## begin Supplied information

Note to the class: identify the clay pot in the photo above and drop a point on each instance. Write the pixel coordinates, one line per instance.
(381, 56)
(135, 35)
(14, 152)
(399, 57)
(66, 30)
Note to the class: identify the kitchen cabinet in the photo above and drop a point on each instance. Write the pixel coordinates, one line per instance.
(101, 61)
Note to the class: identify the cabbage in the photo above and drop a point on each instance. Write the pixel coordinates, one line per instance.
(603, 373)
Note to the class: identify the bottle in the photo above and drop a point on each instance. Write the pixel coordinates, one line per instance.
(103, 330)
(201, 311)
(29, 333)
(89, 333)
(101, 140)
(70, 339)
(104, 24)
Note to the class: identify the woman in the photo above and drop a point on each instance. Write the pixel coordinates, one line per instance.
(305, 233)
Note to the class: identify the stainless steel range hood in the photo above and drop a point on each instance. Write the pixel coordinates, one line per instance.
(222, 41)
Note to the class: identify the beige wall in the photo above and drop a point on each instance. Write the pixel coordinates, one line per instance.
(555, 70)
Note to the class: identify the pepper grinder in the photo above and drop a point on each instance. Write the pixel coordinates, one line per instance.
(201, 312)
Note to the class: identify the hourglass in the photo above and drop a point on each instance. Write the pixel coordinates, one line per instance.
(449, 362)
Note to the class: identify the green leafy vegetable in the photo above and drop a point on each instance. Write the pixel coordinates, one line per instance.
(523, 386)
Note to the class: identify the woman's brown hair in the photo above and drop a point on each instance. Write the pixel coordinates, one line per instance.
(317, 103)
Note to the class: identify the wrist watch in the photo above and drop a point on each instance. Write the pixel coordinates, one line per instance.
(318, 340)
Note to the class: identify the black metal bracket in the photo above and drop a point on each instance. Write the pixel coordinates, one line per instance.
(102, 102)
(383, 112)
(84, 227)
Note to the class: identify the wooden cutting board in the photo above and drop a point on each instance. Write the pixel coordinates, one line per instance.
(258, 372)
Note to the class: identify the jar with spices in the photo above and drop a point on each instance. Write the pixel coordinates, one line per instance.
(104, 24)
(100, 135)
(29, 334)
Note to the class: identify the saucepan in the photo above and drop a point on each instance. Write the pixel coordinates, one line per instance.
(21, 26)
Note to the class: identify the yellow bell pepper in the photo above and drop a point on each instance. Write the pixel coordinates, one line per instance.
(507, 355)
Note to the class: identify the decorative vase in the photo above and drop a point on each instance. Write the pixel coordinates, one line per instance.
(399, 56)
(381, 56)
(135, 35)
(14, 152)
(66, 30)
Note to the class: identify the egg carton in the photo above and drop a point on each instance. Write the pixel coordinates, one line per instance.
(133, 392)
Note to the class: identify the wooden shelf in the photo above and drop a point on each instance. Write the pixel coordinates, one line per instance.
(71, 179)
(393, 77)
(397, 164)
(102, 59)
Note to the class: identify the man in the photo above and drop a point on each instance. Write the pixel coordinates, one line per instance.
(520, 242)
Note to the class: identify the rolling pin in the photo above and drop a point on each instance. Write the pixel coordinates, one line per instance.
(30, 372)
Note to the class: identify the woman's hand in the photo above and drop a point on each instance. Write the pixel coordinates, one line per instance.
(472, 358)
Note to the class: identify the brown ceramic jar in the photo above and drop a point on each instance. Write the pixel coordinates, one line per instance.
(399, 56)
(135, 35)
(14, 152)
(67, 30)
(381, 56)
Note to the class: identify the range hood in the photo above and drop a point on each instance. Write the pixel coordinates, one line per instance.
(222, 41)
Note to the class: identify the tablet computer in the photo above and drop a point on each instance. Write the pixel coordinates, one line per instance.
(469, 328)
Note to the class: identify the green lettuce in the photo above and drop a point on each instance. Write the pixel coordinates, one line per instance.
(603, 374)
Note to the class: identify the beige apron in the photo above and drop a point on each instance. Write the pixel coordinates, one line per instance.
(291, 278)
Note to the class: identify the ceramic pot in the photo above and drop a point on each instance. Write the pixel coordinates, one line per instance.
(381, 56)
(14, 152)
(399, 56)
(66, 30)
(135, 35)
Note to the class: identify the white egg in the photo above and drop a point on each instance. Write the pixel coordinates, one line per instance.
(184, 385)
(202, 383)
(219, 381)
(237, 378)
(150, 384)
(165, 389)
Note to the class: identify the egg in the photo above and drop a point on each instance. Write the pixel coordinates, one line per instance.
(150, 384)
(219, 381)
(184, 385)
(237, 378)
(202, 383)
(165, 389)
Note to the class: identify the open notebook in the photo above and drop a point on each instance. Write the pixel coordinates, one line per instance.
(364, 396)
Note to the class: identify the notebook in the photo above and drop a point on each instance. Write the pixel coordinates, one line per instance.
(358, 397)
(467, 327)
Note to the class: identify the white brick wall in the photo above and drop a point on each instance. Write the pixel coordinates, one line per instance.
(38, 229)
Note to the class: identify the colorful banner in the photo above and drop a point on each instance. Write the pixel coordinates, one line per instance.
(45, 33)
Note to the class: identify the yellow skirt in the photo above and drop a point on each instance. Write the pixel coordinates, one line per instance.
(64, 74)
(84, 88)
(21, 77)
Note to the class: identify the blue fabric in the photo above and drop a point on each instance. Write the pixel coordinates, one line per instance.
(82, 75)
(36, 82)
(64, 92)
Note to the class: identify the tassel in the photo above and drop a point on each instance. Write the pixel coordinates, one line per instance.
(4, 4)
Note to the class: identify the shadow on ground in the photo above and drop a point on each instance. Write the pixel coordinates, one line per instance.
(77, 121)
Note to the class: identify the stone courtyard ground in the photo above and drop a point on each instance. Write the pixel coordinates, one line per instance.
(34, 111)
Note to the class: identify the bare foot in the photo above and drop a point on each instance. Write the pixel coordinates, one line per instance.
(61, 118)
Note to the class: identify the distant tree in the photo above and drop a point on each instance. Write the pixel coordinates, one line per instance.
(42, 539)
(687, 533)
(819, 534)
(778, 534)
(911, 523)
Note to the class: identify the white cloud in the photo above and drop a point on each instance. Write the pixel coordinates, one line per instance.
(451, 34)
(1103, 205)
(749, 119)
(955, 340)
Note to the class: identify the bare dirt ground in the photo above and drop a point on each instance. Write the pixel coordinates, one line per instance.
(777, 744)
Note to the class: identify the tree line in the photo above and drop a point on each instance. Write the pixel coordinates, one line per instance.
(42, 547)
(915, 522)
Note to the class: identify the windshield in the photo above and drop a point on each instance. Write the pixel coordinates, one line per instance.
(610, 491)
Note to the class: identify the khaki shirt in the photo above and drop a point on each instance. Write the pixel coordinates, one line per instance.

## end Supplied information

Your instructions
Can you turn the records above, from the line with "Note to the class: identify the tassel" through the final line, into a numbered list with blank lines left out?

Completed exercise
1. Note to the class: identify the tassel in the photo above and drop a point on each instance. Write the pixel coordinates, one line per instance.
2. (4, 4)
3. Note to the class: identify the shadow on ground in the photo above and drop a point on each instance. Write the pixel coordinates, one line per instance.
4. (77, 121)
5. Note to the class: identify the stone courtyard ground in the photo above and drop a point on each instance. Write the pixel coordinates, one line per instance.
6. (34, 111)
7. Note to the class: identify the bare foot in the photo above and drop a point on each instance. Write the pixel coordinates, one line per instance.
8. (61, 118)
9. Note to the class: identify the distant tree in the photo above and drop a point on each instance. Write the pixel coordinates, one line per instance.
10. (42, 539)
11. (687, 533)
12. (819, 534)
13. (778, 534)
14. (911, 523)
15. Note to the class: identify the white cloud in the photo above and drop a point on each instance. Write the pixel coordinates, one line per instance.
16. (451, 34)
17. (1103, 205)
18. (749, 119)
19. (955, 340)
20. Note to the class: identify the bare dirt ground in the photo above and drop a point on each instance. Write the pixel coordinates, one line per instance.
21. (777, 744)
22. Note to the class: identify the tree line in the photo above and drop a point on each instance. Write the pixel coordinates, one line per instance.
23. (42, 547)
24. (915, 522)
25. Note to the class: identify the windshield in the photo above and drop a point on each instance. Write the pixel coordinates, one line per instance.
26. (610, 491)
27. Note to the class: identify the khaki shirt in the photo above and drop a point on each instance. Write the pixel coordinates, one line per instance.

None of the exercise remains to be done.